**Testo di partenza**
----

Il primo mestiere consiste nello scrivere, su carta, tutto ciò che si vedrà poi sullo schermo. Si
comincia da un fatto o un nodo drammatico che può essere inventato, oppure preso dalla cronaca o
da un racconto letterario, è la base del soggetto. Da questo, si passa ad una serie di rielaborazioni
che tengono conto dello stile del regista, degli attori che si vogliono utilizzare, del tipo di film che si
intende produrre. Tali rielaborazioni hanno un nome specifico:
a) il trattamento consiste nello scrivere in forma narrativa la storia del film(omettendo i dialoghi).
b) La scaletta che può intendersi in due modi, o come una sorta di mappa divisa in sequenze, per
far subito capire la successione degli eventi in un sol colpo d’occhio. Oppure concepire lo
scritto come una sorta di puzzle, dove ogni tassello corrisponde ad una scena, da incastrarsi
all’altra secondo un ordine cronologico o per associazioni di idee.

----

**Righe di dati**

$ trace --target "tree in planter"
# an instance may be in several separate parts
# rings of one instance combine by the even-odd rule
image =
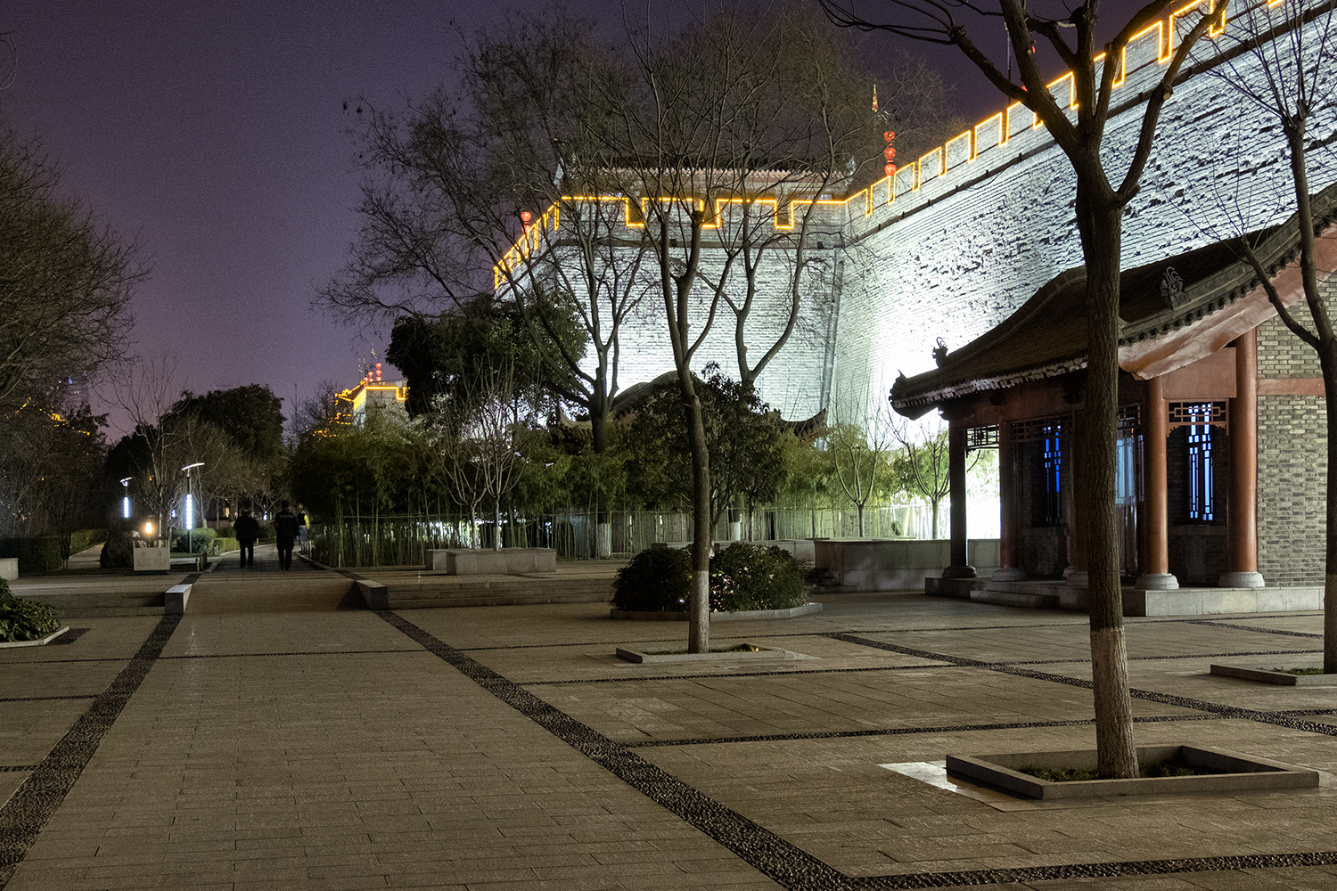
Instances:
[[[837,423],[826,434],[832,474],[858,514],[858,537],[864,537],[864,508],[877,492],[878,474],[886,477],[890,439],[885,425],[876,419],[869,430],[853,423]]]
[[[754,390],[726,378],[714,365],[706,371],[713,374],[697,383],[697,393],[713,468],[707,521],[714,529],[738,498],[774,500],[785,481],[785,438],[793,434]],[[646,504],[683,509],[693,500],[691,465],[675,389],[674,383],[659,385],[631,422],[628,474],[634,493]]]
[[[808,269],[802,252],[820,235],[816,199],[842,191],[872,163],[864,151],[874,119],[869,77],[857,72],[848,47],[821,33],[802,12],[721,13],[663,43],[651,41],[648,32],[628,37],[619,76],[598,81],[619,158],[603,191],[643,199],[630,222],[648,244],[646,278],[663,307],[691,456],[687,648],[706,652],[715,512],[703,405],[691,367],[725,295],[735,306],[746,303],[735,267],[746,282],[749,250],[779,227],[789,228],[786,250],[796,262],[778,287],[793,298],[789,277]],[[765,358],[789,334],[753,330],[743,342]]]
[[[1259,256],[1257,240],[1247,236],[1253,220],[1245,219],[1241,208],[1258,206],[1255,200],[1237,195],[1215,195],[1215,200],[1233,216],[1235,231],[1231,244],[1254,269],[1269,302],[1277,310],[1282,325],[1314,350],[1324,379],[1324,401],[1328,406],[1328,485],[1325,498],[1326,541],[1324,549],[1324,673],[1337,673],[1337,330],[1332,311],[1320,290],[1321,269],[1317,236],[1332,224],[1337,211],[1330,206],[1318,207],[1309,194],[1309,155],[1332,152],[1329,134],[1337,118],[1337,23],[1330,12],[1313,15],[1313,4],[1301,0],[1273,0],[1231,7],[1230,23],[1219,43],[1223,61],[1209,71],[1209,76],[1239,96],[1245,104],[1274,120],[1274,128],[1263,128],[1251,135],[1250,151],[1265,151],[1269,140],[1280,136],[1277,148],[1286,156],[1290,168],[1290,188],[1278,190],[1266,182],[1266,199],[1261,206],[1275,219],[1277,211],[1292,211],[1288,226],[1294,226],[1300,239],[1300,281],[1309,325],[1297,318],[1286,306],[1273,282],[1271,270],[1265,269],[1269,258]],[[1273,143],[1275,144],[1275,143]],[[1261,176],[1246,178],[1246,187]],[[1258,188],[1263,188],[1259,183]]]
[[[886,19],[864,17],[840,0],[821,0],[821,4],[837,25],[957,47],[1004,96],[1035,112],[1076,175],[1076,226],[1087,277],[1087,377],[1078,426],[1082,454],[1078,494],[1083,505],[1079,522],[1088,561],[1096,761],[1102,777],[1136,776],[1138,751],[1132,740],[1114,493],[1123,214],[1138,192],[1155,140],[1157,122],[1170,99],[1179,68],[1218,17],[1205,9],[1185,12],[1185,20],[1193,21],[1193,25],[1178,35],[1179,43],[1170,53],[1162,77],[1146,94],[1131,156],[1115,160],[1112,154],[1102,152],[1112,92],[1123,73],[1115,63],[1122,64],[1123,49],[1134,36],[1169,12],[1162,0],[1136,11],[1104,47],[1096,43],[1099,0],[1076,9],[1064,7],[1062,13],[1055,12],[1054,16],[1040,15],[1023,0],[997,0],[996,11],[992,4],[981,7],[964,0],[902,0],[889,9]],[[1004,75],[977,43],[985,27],[993,28],[999,20],[1007,29],[1020,83],[1009,77],[1011,67]],[[971,23],[969,27],[967,23]],[[971,28],[975,28],[973,37]],[[1064,39],[1070,29],[1071,43]],[[1050,94],[1050,79],[1032,52],[1036,40],[1047,44],[1072,72],[1071,104],[1075,106],[1075,115],[1059,107]],[[1116,163],[1123,170],[1122,176],[1114,167]]]
[[[789,504],[806,504],[812,537],[817,537],[817,502],[829,494],[834,472],[830,457],[817,448],[816,439],[825,435],[825,427],[806,437],[787,437],[783,445],[785,485],[781,486],[781,500]]]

----

**Cosa fare**
Ricopia per intero e parola per parola il testo di partenza sulla scrittura di un film, che trovi sopra.

**Soluzione**
Il primo mestiere consiste nello scrivere, su carta, tutto ciò che si vedrà poi sullo schermo. Si
comincia da un fatto o un nodo drammatico che può essere inventato, oppure preso dalla cronaca o
da un racconto letterario, è la base del soggetto. Da questo, si passa ad una serie di rielaborazioni
che tengono conto dello stile del regista, degli attori che si vogliono utilizzare, del tipo di film che si
intende produrre. Tali rielaborazioni hanno un nome specifico:
a) il trattamento consiste nello scrivere in forma narrativa la storia del film(omettendo i dialoghi).
b) La scaletta che può intendersi in due modi, o come una sorta di mappa divisa in sequenze, per
far subito capire la successione degli eventi in un sol colpo d’occhio. Oppure concepire lo
scritto come una sorta di puzzle, dove ogni tassello corrisponde ad una scena, da incastrarsi
all’altra secondo un ordine cronologico o per associazioni di idee.